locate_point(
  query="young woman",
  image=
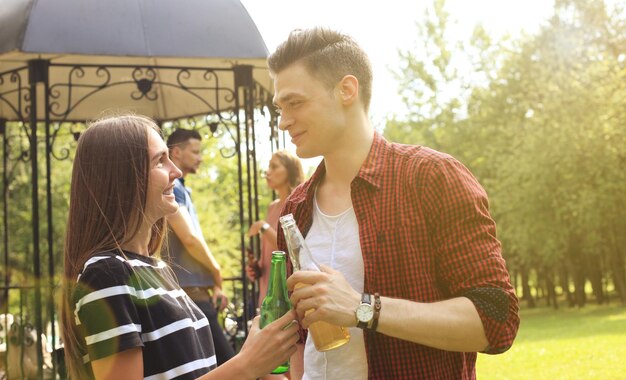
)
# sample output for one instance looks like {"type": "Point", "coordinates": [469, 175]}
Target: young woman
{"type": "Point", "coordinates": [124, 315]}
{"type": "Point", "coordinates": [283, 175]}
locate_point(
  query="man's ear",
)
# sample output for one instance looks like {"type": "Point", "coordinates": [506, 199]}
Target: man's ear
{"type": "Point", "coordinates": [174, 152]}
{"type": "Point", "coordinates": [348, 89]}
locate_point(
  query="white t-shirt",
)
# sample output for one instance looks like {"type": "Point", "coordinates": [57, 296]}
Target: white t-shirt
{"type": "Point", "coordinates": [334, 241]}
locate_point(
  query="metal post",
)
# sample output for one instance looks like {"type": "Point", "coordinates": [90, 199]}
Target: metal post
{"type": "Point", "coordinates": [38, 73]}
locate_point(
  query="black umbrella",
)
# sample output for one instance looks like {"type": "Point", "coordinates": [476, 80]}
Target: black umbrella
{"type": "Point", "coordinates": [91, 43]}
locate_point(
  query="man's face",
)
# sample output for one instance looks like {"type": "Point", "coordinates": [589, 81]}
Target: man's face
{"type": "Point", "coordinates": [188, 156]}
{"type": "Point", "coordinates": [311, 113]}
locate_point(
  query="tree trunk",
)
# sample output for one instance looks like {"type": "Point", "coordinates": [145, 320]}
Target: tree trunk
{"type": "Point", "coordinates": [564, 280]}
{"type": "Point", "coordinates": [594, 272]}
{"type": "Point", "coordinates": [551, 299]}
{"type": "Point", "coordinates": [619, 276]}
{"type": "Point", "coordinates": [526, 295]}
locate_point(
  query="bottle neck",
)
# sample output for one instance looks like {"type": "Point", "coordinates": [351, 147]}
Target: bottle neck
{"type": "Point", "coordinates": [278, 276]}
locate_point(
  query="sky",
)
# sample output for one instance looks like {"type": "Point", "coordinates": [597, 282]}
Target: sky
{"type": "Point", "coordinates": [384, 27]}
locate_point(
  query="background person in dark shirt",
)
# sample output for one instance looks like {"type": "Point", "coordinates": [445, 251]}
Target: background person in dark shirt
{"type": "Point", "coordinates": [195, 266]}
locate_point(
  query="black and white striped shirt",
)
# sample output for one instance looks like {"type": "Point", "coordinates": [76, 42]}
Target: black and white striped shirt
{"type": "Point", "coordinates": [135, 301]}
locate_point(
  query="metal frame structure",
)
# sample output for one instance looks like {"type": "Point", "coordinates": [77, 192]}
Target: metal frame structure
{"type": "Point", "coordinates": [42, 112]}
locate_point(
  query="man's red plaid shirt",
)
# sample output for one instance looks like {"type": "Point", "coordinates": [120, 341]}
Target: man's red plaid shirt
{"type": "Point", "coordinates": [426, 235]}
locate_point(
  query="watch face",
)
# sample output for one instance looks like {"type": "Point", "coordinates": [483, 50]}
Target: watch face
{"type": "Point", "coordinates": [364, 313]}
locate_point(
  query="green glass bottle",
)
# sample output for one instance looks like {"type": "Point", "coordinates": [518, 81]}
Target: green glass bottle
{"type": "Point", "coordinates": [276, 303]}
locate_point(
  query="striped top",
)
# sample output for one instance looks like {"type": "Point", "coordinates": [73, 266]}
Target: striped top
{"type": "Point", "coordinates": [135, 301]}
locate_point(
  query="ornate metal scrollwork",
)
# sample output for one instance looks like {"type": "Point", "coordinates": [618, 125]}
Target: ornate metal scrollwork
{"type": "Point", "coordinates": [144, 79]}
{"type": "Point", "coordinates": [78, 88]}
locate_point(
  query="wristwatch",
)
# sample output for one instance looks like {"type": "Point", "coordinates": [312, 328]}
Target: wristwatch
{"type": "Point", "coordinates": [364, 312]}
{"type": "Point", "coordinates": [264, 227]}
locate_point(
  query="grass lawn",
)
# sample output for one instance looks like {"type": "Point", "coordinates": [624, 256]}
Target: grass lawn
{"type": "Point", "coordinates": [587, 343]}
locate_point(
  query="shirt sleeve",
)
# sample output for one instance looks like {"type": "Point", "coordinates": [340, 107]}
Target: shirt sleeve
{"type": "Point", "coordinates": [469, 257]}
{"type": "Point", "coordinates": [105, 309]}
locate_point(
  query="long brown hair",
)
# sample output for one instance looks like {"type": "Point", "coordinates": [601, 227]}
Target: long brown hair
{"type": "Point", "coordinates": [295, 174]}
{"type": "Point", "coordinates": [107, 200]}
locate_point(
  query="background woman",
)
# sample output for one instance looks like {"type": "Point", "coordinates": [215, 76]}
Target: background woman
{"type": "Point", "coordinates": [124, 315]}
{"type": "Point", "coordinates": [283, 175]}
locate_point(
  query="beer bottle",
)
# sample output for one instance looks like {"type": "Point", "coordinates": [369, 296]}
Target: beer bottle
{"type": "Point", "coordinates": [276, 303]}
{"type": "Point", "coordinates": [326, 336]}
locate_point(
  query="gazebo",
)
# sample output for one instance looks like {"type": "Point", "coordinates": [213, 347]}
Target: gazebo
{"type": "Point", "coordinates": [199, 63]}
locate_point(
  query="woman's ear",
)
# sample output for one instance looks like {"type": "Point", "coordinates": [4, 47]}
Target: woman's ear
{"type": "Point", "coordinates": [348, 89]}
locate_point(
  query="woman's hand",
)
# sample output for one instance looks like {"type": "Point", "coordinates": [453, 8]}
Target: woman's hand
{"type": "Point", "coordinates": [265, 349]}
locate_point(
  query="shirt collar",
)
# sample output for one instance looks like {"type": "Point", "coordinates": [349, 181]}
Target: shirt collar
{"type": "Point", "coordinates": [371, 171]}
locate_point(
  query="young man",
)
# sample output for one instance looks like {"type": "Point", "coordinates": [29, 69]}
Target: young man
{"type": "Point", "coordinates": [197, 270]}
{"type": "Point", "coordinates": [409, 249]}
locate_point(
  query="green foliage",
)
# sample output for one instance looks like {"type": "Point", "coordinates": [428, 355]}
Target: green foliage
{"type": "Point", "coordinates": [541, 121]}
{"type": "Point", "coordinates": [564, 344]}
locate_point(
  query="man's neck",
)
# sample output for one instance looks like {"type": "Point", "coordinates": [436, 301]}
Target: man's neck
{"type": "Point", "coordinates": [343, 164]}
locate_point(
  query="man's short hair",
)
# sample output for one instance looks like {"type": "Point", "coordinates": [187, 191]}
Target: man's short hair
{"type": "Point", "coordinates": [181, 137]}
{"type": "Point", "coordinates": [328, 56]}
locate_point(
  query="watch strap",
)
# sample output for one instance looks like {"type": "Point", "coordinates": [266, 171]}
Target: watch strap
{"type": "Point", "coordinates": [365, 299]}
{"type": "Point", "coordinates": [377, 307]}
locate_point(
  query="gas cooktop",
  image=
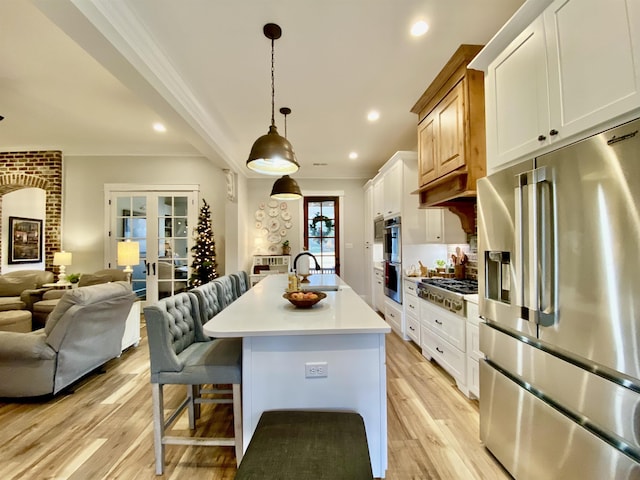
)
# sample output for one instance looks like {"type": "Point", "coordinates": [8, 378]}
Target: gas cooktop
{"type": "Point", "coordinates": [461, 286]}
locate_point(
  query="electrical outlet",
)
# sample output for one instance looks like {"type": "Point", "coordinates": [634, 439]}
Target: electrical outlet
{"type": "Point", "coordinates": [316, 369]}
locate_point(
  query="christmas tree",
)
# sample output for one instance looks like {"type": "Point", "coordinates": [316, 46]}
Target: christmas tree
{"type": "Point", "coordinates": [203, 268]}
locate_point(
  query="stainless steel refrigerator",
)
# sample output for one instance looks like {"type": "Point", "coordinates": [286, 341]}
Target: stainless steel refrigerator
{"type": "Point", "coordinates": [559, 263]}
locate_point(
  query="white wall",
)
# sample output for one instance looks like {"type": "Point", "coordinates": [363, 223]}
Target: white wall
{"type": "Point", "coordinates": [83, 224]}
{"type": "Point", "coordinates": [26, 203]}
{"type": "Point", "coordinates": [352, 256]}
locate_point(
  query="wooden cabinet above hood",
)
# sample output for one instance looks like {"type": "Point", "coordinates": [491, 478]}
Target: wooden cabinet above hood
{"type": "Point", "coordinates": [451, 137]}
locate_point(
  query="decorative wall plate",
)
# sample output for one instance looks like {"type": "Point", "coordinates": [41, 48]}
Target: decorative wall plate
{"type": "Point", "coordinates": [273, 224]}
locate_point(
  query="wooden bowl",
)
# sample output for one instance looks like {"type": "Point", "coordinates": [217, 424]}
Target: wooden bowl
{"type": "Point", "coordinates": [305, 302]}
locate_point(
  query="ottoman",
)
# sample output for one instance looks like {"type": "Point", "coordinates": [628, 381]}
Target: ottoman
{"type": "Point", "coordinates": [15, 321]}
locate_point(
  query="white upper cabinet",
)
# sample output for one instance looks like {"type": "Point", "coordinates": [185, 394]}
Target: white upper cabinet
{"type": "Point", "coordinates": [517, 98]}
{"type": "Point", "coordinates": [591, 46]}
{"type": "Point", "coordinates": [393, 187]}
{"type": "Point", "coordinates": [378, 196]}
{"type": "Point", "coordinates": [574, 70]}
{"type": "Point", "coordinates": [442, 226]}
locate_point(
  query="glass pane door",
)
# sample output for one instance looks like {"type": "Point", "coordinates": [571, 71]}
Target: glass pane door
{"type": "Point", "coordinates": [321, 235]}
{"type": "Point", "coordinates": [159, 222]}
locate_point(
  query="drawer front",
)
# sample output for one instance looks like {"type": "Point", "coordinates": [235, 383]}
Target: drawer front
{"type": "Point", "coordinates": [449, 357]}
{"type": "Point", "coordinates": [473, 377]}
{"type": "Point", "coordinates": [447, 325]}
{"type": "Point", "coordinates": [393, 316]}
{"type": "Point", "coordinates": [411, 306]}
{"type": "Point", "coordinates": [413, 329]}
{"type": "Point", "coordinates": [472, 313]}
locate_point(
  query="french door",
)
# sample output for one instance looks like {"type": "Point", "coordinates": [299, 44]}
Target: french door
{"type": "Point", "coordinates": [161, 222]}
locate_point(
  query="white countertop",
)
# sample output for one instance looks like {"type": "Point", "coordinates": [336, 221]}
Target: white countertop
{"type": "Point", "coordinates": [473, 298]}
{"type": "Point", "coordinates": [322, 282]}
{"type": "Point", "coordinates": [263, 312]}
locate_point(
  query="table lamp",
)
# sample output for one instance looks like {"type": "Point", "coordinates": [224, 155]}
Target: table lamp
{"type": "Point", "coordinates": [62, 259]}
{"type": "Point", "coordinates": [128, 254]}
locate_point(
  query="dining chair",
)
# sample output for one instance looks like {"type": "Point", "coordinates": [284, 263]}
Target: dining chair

The exercise:
Pull out every line in the records above that contains the string "hood", matching its case exactly.

Completed exercise:
  query="wooden cabinet above hood",
Target: wooden cabinet above hood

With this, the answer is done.